**GOAL**
Quote, character for character, the lines of the records below from the one containing "box potted green grass plant" through the end of the records, with both ends included.

-- Begin --

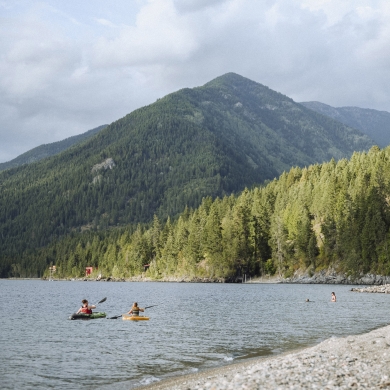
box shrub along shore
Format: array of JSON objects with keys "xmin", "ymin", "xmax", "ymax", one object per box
[{"xmin": 141, "ymin": 326, "xmax": 390, "ymax": 390}]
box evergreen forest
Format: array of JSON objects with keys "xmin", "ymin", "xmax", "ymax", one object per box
[
  {"xmin": 0, "ymin": 73, "xmax": 374, "ymax": 277},
  {"xmin": 5, "ymin": 147, "xmax": 390, "ymax": 280}
]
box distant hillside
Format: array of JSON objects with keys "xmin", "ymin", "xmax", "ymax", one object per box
[
  {"xmin": 0, "ymin": 125, "xmax": 108, "ymax": 171},
  {"xmin": 301, "ymin": 102, "xmax": 390, "ymax": 148},
  {"xmin": 0, "ymin": 73, "xmax": 373, "ymax": 275}
]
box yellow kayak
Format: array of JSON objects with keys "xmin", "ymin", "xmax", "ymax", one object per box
[{"xmin": 122, "ymin": 314, "xmax": 149, "ymax": 321}]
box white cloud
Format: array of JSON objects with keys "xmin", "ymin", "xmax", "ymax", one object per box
[{"xmin": 0, "ymin": 0, "xmax": 390, "ymax": 161}]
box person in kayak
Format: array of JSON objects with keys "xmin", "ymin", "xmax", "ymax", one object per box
[
  {"xmin": 76, "ymin": 299, "xmax": 96, "ymax": 314},
  {"xmin": 127, "ymin": 302, "xmax": 145, "ymax": 317}
]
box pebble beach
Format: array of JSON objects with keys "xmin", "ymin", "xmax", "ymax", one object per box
[{"xmin": 142, "ymin": 326, "xmax": 390, "ymax": 390}]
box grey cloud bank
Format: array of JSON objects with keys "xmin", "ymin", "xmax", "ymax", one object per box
[{"xmin": 0, "ymin": 0, "xmax": 390, "ymax": 162}]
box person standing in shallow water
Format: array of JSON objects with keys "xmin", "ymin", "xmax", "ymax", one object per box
[{"xmin": 127, "ymin": 302, "xmax": 144, "ymax": 317}]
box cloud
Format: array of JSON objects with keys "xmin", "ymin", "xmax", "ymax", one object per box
[{"xmin": 0, "ymin": 0, "xmax": 390, "ymax": 161}]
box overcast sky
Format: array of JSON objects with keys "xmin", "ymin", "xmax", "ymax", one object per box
[{"xmin": 0, "ymin": 0, "xmax": 390, "ymax": 162}]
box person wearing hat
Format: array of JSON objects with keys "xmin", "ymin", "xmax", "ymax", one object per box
[
  {"xmin": 76, "ymin": 299, "xmax": 96, "ymax": 314},
  {"xmin": 127, "ymin": 302, "xmax": 145, "ymax": 317}
]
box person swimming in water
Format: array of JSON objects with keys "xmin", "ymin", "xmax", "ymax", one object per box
[{"xmin": 127, "ymin": 302, "xmax": 145, "ymax": 317}]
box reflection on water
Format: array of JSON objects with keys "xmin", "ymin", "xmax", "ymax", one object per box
[{"xmin": 0, "ymin": 280, "xmax": 390, "ymax": 389}]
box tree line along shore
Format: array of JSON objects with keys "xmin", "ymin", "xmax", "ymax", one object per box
[{"xmin": 4, "ymin": 147, "xmax": 390, "ymax": 281}]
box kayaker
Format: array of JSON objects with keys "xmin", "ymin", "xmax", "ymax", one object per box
[
  {"xmin": 127, "ymin": 302, "xmax": 145, "ymax": 317},
  {"xmin": 330, "ymin": 292, "xmax": 336, "ymax": 302},
  {"xmin": 76, "ymin": 299, "xmax": 96, "ymax": 314}
]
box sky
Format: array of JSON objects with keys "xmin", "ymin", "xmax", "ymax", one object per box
[{"xmin": 0, "ymin": 0, "xmax": 390, "ymax": 162}]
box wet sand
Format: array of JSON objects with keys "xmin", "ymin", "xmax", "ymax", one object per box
[{"xmin": 139, "ymin": 326, "xmax": 390, "ymax": 390}]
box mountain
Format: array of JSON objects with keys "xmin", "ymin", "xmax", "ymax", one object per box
[
  {"xmin": 301, "ymin": 102, "xmax": 390, "ymax": 148},
  {"xmin": 0, "ymin": 73, "xmax": 373, "ymax": 276},
  {"xmin": 0, "ymin": 125, "xmax": 108, "ymax": 171}
]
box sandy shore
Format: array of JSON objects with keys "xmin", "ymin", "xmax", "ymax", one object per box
[{"xmin": 140, "ymin": 326, "xmax": 390, "ymax": 390}]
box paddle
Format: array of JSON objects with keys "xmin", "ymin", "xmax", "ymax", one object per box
[
  {"xmin": 70, "ymin": 297, "xmax": 107, "ymax": 317},
  {"xmin": 107, "ymin": 305, "xmax": 158, "ymax": 320},
  {"xmin": 95, "ymin": 297, "xmax": 107, "ymax": 306}
]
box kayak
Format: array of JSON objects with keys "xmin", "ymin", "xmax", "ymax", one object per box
[
  {"xmin": 69, "ymin": 312, "xmax": 106, "ymax": 320},
  {"xmin": 122, "ymin": 314, "xmax": 149, "ymax": 321}
]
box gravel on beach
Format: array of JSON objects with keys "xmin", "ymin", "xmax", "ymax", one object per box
[{"xmin": 142, "ymin": 326, "xmax": 390, "ymax": 390}]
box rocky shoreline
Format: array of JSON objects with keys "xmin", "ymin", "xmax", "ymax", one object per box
[
  {"xmin": 140, "ymin": 326, "xmax": 390, "ymax": 390},
  {"xmin": 43, "ymin": 270, "xmax": 390, "ymax": 286},
  {"xmin": 280, "ymin": 270, "xmax": 390, "ymax": 285}
]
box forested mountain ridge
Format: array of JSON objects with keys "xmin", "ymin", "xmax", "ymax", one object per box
[
  {"xmin": 0, "ymin": 73, "xmax": 373, "ymax": 276},
  {"xmin": 0, "ymin": 125, "xmax": 108, "ymax": 171},
  {"xmin": 300, "ymin": 102, "xmax": 390, "ymax": 148},
  {"xmin": 19, "ymin": 146, "xmax": 390, "ymax": 282}
]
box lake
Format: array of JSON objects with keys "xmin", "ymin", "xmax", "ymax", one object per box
[{"xmin": 0, "ymin": 279, "xmax": 390, "ymax": 389}]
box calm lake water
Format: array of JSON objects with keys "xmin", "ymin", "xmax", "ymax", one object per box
[{"xmin": 0, "ymin": 280, "xmax": 390, "ymax": 389}]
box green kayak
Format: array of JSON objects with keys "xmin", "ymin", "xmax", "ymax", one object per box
[{"xmin": 69, "ymin": 312, "xmax": 106, "ymax": 320}]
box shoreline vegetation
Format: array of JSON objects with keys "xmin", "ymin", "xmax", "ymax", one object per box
[
  {"xmin": 138, "ymin": 326, "xmax": 390, "ymax": 390},
  {"xmin": 38, "ymin": 272, "xmax": 390, "ymax": 284},
  {"xmin": 4, "ymin": 147, "xmax": 390, "ymax": 284}
]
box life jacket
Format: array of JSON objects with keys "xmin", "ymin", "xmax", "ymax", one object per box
[
  {"xmin": 131, "ymin": 306, "xmax": 139, "ymax": 317},
  {"xmin": 80, "ymin": 306, "xmax": 92, "ymax": 314}
]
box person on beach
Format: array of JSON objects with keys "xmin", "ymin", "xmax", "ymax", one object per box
[
  {"xmin": 127, "ymin": 302, "xmax": 145, "ymax": 317},
  {"xmin": 76, "ymin": 299, "xmax": 96, "ymax": 314}
]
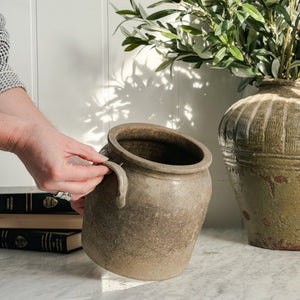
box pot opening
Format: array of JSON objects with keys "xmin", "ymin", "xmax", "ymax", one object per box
[
  {"xmin": 117, "ymin": 130, "xmax": 204, "ymax": 166},
  {"xmin": 119, "ymin": 140, "xmax": 203, "ymax": 165}
]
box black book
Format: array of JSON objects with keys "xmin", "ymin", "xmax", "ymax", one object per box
[
  {"xmin": 0, "ymin": 193, "xmax": 76, "ymax": 214},
  {"xmin": 0, "ymin": 229, "xmax": 82, "ymax": 253}
]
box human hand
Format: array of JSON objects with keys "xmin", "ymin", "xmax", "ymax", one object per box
[{"xmin": 13, "ymin": 124, "xmax": 110, "ymax": 203}]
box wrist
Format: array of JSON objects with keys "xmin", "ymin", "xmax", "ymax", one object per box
[{"xmin": 0, "ymin": 114, "xmax": 32, "ymax": 155}]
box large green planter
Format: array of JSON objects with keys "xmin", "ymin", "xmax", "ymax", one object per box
[{"xmin": 219, "ymin": 80, "xmax": 300, "ymax": 250}]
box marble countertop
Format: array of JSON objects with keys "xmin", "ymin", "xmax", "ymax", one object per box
[{"xmin": 0, "ymin": 229, "xmax": 300, "ymax": 300}]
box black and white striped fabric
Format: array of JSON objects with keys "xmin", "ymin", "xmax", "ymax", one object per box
[{"xmin": 0, "ymin": 14, "xmax": 25, "ymax": 93}]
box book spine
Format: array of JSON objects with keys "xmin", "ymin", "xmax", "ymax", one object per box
[
  {"xmin": 0, "ymin": 193, "xmax": 75, "ymax": 214},
  {"xmin": 0, "ymin": 229, "xmax": 79, "ymax": 253}
]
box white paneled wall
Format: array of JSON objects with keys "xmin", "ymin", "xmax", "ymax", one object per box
[{"xmin": 0, "ymin": 0, "xmax": 241, "ymax": 226}]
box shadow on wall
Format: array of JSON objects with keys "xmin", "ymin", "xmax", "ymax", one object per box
[{"xmin": 82, "ymin": 56, "xmax": 241, "ymax": 227}]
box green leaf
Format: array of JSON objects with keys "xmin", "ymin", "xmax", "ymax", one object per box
[
  {"xmin": 274, "ymin": 4, "xmax": 292, "ymax": 26},
  {"xmin": 180, "ymin": 25, "xmax": 202, "ymax": 35},
  {"xmin": 218, "ymin": 33, "xmax": 228, "ymax": 44},
  {"xmin": 228, "ymin": 45, "xmax": 244, "ymax": 61},
  {"xmin": 291, "ymin": 60, "xmax": 300, "ymax": 69},
  {"xmin": 235, "ymin": 10, "xmax": 247, "ymax": 24},
  {"xmin": 238, "ymin": 77, "xmax": 255, "ymax": 93},
  {"xmin": 230, "ymin": 62, "xmax": 258, "ymax": 77},
  {"xmin": 155, "ymin": 60, "xmax": 172, "ymax": 72},
  {"xmin": 116, "ymin": 9, "xmax": 139, "ymax": 16},
  {"xmin": 266, "ymin": 0, "xmax": 280, "ymax": 5},
  {"xmin": 122, "ymin": 36, "xmax": 148, "ymax": 46},
  {"xmin": 271, "ymin": 58, "xmax": 280, "ymax": 78},
  {"xmin": 148, "ymin": 0, "xmax": 174, "ymax": 8},
  {"xmin": 213, "ymin": 47, "xmax": 227, "ymax": 65},
  {"xmin": 124, "ymin": 44, "xmax": 141, "ymax": 52},
  {"xmin": 252, "ymin": 48, "xmax": 274, "ymax": 56},
  {"xmin": 147, "ymin": 9, "xmax": 180, "ymax": 21},
  {"xmin": 213, "ymin": 57, "xmax": 235, "ymax": 69},
  {"xmin": 160, "ymin": 31, "xmax": 179, "ymax": 40},
  {"xmin": 242, "ymin": 3, "xmax": 265, "ymax": 23}
]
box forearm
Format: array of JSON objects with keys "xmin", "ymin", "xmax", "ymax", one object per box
[
  {"xmin": 0, "ymin": 112, "xmax": 30, "ymax": 153},
  {"xmin": 0, "ymin": 88, "xmax": 53, "ymax": 126}
]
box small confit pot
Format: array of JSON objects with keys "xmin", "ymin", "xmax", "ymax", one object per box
[{"xmin": 82, "ymin": 123, "xmax": 212, "ymax": 280}]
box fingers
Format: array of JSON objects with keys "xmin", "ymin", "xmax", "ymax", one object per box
[
  {"xmin": 63, "ymin": 165, "xmax": 110, "ymax": 181},
  {"xmin": 46, "ymin": 176, "xmax": 103, "ymax": 200},
  {"xmin": 70, "ymin": 140, "xmax": 108, "ymax": 163}
]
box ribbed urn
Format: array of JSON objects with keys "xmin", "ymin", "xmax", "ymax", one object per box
[{"xmin": 219, "ymin": 80, "xmax": 300, "ymax": 250}]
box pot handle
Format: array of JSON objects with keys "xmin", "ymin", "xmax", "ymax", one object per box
[{"xmin": 101, "ymin": 160, "xmax": 128, "ymax": 209}]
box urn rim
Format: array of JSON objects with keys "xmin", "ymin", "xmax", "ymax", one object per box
[{"xmin": 108, "ymin": 123, "xmax": 212, "ymax": 174}]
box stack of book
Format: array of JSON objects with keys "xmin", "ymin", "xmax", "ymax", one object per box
[{"xmin": 0, "ymin": 192, "xmax": 82, "ymax": 253}]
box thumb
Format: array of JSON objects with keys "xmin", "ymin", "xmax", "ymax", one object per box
[{"xmin": 70, "ymin": 141, "xmax": 108, "ymax": 163}]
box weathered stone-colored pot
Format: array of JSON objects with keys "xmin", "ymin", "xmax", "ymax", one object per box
[
  {"xmin": 82, "ymin": 124, "xmax": 212, "ymax": 280},
  {"xmin": 219, "ymin": 80, "xmax": 300, "ymax": 250}
]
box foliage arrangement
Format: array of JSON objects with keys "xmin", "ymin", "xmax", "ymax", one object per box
[{"xmin": 116, "ymin": 0, "xmax": 300, "ymax": 90}]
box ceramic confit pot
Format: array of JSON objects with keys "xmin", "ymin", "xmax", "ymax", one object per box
[
  {"xmin": 219, "ymin": 80, "xmax": 300, "ymax": 250},
  {"xmin": 82, "ymin": 124, "xmax": 212, "ymax": 280}
]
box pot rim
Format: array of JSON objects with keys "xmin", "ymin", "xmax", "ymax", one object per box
[{"xmin": 108, "ymin": 123, "xmax": 212, "ymax": 174}]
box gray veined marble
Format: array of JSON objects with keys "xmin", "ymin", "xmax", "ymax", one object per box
[{"xmin": 0, "ymin": 229, "xmax": 300, "ymax": 300}]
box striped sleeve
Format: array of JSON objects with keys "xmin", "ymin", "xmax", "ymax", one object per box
[{"xmin": 0, "ymin": 14, "xmax": 25, "ymax": 93}]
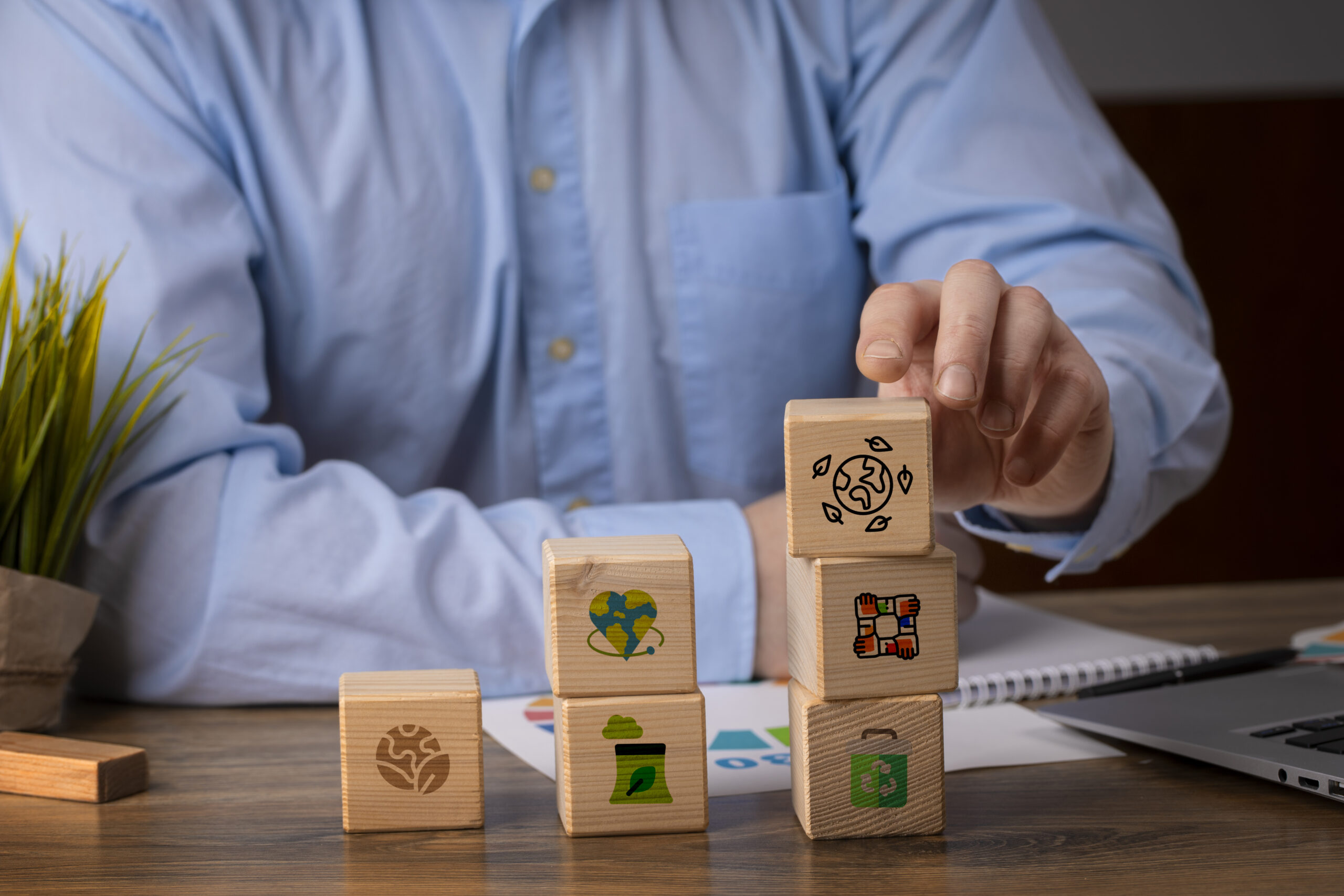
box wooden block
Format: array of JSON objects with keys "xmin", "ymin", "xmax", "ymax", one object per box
[
  {"xmin": 783, "ymin": 398, "xmax": 933, "ymax": 557},
  {"xmin": 542, "ymin": 535, "xmax": 696, "ymax": 697},
  {"xmin": 788, "ymin": 544, "xmax": 957, "ymax": 700},
  {"xmin": 340, "ymin": 669, "xmax": 485, "ymax": 833},
  {"xmin": 789, "ymin": 681, "xmax": 945, "ymax": 840},
  {"xmin": 0, "ymin": 731, "xmax": 149, "ymax": 803},
  {"xmin": 555, "ymin": 690, "xmax": 710, "ymax": 837}
]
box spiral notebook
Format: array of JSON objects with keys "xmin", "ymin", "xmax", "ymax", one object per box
[{"xmin": 942, "ymin": 588, "xmax": 1217, "ymax": 708}]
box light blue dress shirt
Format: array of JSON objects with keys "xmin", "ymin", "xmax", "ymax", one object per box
[{"xmin": 0, "ymin": 0, "xmax": 1230, "ymax": 704}]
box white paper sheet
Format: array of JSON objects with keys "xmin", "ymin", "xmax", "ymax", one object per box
[{"xmin": 481, "ymin": 681, "xmax": 1124, "ymax": 797}]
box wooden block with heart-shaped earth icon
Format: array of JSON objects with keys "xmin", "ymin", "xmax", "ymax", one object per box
[
  {"xmin": 783, "ymin": 398, "xmax": 933, "ymax": 557},
  {"xmin": 542, "ymin": 535, "xmax": 696, "ymax": 697},
  {"xmin": 340, "ymin": 669, "xmax": 485, "ymax": 833}
]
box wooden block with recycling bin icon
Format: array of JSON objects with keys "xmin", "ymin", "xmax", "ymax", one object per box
[
  {"xmin": 340, "ymin": 669, "xmax": 485, "ymax": 833},
  {"xmin": 542, "ymin": 535, "xmax": 696, "ymax": 697},
  {"xmin": 789, "ymin": 681, "xmax": 945, "ymax": 840},
  {"xmin": 555, "ymin": 690, "xmax": 708, "ymax": 837},
  {"xmin": 783, "ymin": 398, "xmax": 933, "ymax": 557},
  {"xmin": 786, "ymin": 544, "xmax": 957, "ymax": 700}
]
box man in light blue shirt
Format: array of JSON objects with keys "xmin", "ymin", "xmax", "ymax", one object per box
[{"xmin": 0, "ymin": 0, "xmax": 1230, "ymax": 702}]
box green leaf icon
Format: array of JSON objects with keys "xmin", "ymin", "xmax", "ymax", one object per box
[{"xmin": 625, "ymin": 766, "xmax": 658, "ymax": 797}]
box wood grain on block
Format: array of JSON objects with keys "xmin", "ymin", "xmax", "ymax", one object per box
[
  {"xmin": 0, "ymin": 731, "xmax": 149, "ymax": 803},
  {"xmin": 555, "ymin": 690, "xmax": 708, "ymax": 837},
  {"xmin": 789, "ymin": 681, "xmax": 945, "ymax": 840},
  {"xmin": 340, "ymin": 669, "xmax": 485, "ymax": 833},
  {"xmin": 788, "ymin": 544, "xmax": 957, "ymax": 700},
  {"xmin": 542, "ymin": 535, "xmax": 696, "ymax": 697},
  {"xmin": 783, "ymin": 398, "xmax": 933, "ymax": 557}
]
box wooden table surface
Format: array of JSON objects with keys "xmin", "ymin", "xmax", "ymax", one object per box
[{"xmin": 0, "ymin": 579, "xmax": 1344, "ymax": 896}]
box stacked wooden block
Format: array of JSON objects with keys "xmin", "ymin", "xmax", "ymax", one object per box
[
  {"xmin": 542, "ymin": 535, "xmax": 708, "ymax": 837},
  {"xmin": 783, "ymin": 398, "xmax": 957, "ymax": 840}
]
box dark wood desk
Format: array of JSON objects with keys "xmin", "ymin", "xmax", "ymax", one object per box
[{"xmin": 0, "ymin": 579, "xmax": 1344, "ymax": 896}]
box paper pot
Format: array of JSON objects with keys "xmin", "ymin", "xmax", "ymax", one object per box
[{"xmin": 0, "ymin": 567, "xmax": 98, "ymax": 731}]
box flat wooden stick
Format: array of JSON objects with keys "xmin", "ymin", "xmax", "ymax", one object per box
[{"xmin": 0, "ymin": 731, "xmax": 149, "ymax": 803}]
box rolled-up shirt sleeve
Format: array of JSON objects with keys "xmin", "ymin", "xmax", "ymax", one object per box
[{"xmin": 836, "ymin": 0, "xmax": 1231, "ymax": 581}]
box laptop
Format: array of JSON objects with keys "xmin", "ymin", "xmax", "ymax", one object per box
[{"xmin": 1039, "ymin": 665, "xmax": 1344, "ymax": 802}]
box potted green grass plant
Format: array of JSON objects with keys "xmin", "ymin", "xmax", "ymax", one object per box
[{"xmin": 0, "ymin": 227, "xmax": 204, "ymax": 731}]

-- End --

**IN RESPONSE**
box potted green grass plant
Format: array of JSON objects with keys "xmin", "ymin", "xmax", "ymax", one object per box
[{"xmin": 0, "ymin": 227, "xmax": 204, "ymax": 731}]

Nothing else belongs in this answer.